» Problem to solve: Your answer should be an exact copy of the lines from the start of the entries to the line containing "Would you please pick out the swimming", both included.

» Source data:
"""
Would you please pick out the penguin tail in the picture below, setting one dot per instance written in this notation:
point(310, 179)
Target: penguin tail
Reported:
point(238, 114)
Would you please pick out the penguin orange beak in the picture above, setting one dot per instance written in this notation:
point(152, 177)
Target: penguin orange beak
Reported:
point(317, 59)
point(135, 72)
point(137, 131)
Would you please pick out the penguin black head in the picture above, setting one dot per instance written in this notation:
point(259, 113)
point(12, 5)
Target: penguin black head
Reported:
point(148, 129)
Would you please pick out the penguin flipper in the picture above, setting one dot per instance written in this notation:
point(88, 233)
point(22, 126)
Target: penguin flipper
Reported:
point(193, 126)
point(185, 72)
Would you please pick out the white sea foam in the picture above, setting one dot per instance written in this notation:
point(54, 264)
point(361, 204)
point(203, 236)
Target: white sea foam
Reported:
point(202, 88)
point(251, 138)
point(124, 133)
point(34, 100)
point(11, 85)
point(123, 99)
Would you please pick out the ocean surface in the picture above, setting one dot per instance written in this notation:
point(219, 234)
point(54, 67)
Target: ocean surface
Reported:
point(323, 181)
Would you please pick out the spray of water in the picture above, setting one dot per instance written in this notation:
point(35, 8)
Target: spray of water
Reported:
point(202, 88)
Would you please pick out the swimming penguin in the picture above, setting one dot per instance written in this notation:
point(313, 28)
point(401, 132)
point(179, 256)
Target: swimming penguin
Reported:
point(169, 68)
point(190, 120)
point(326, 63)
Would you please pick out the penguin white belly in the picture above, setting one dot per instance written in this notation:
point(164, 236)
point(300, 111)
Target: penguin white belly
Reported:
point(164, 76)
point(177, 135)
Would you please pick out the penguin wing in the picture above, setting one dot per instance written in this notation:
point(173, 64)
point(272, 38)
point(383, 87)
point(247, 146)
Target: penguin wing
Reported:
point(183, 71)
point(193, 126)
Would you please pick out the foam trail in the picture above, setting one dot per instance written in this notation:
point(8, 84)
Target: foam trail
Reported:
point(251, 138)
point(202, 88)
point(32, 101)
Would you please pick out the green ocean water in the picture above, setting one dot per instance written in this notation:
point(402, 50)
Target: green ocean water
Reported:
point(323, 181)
"""
» Worked solution:
Would you please pick out the penguin tail in the picture below, setting one dot per instance written in this notation:
point(310, 179)
Target: penguin tail
Reported:
point(238, 114)
Would you please pick out the penguin orange beak in the picture above, setting one dot per instance written in this notation:
point(152, 177)
Target: penguin orange beak
Reported:
point(317, 59)
point(135, 72)
point(137, 131)
Would you please pick out the penguin black head in the picture above, setting one dot per instance written in this notation:
point(259, 113)
point(12, 5)
Target: penguin black head
Reported:
point(148, 129)
Would you please pick out the penguin flipper in the picture above, setting one dot per instance written in this notation:
point(88, 233)
point(22, 126)
Target: penguin flipper
Reported:
point(193, 126)
point(185, 72)
Would you please pick out the white sea foam in the picture above, setting one dot per instance written in this notation:
point(54, 264)
point(361, 204)
point(203, 236)
Target: white sea foam
Reported:
point(202, 88)
point(251, 138)
point(124, 133)
point(34, 100)
point(11, 85)
point(123, 99)
Would you please pick out the ocean surface in the picture above, setting one dot per instance written in this notation:
point(219, 234)
point(54, 67)
Target: ocean surface
Reported:
point(323, 181)
Would you please pick out the spray of water in the picture above, setting one dot per instance written in this notation:
point(35, 8)
Target: spray of water
Reported:
point(202, 88)
Would you please pick out the swimming penguin in the picture above, setting one dot per instance written in this notation:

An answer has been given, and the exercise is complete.